Extract provided

Sugata Mitra: Outdoctrination (Hole in the Wall) [en]

As always, these are just my notes and I may have misunderstood stuff. And as always too, check out Bruno’s writeup.

Build an argument for family eduction. 4 ideas.

Sugata Mitra

Remoteness of quality of education

  • as you go further from the centre, you can… ?
  • socially/economically remote from the rest of the society

Guess: schools in remote areas don’t have good enough teachers, and if they do, they can’t retain them.

Test taken by students, plotted against remoteness from Delhi. More remote = worse, but did not correlate with infrastructure (?).

Pilots for educational technology are usually the best schools => usually perceived as over-hyped and under-performant. ET should reach underpriviledged schools first, and not the other way around. Improvements at the bottom of the scale are proportionally higher at the bottom of the scale.

So… alternative primary education where there are no schools, not good enough, no teachers, teachers not good enough (“can be replaced by a machine”!!)

Children and self-organisation

The Hole in the Wall experiment. 1999-2004 (HIWEL project)

The Kalkaji Experiment. Hole in the wall of the office and pretty powerful computer with touchpad and internet connection, altavista etc in it. Within eight hours, one of the kids was teaching a younger one how to browse.

Information supplied
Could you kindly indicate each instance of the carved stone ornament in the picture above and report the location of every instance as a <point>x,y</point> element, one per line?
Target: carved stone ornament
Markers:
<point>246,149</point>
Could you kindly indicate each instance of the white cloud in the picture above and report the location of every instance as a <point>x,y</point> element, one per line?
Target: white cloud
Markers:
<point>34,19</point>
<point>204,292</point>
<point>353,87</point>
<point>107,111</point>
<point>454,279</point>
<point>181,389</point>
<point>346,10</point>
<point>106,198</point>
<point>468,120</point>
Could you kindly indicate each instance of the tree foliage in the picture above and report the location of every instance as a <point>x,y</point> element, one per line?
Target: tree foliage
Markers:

Exercise instructions
(a) In the notes on Sugata Mitra's Hole in the Wall talk, translate the sentence "Within eight hours, one of the kids was teaching a younger one how to browse." into French.
(b) Continue the notes on Sugata Mitra's Hole in the Wall talk from the point at which they end.

Outputs by task
(a) En moins de huit heures, l'un des enfants apprenait à un plus jeune à naviguer sur Internet.

(b)
Second: Shivpuri. Children in groups can self-instruct themselves to use a computer and the internet.

Madantusi experiment, 2000-2001 (village near Lucknow). No internet, just CDs. 3 months later: “we need a faster processer and better mouse.” They were using 200 english words they had “learnt” from the computer.

=> language is not a barrier, it could even teach them some of the language.

Many other experiments in other places. steph-note: lots of footage shown

6-13-year-olds can self-instruct, irrespective of background, in groups

300 children become computer literate in 3 months (windows, browsing, chatting, e-mail, painting, games, educational material, music downloads, playing video), with one computer. Usually, one at the computer, 2-3 around advising, often wrongly… but they learn.

Letting it happen. Hole in the Wall site.

Children and Values

Example of confusion: sometimes it is necessary to tell lies: 50% yes, 50% no.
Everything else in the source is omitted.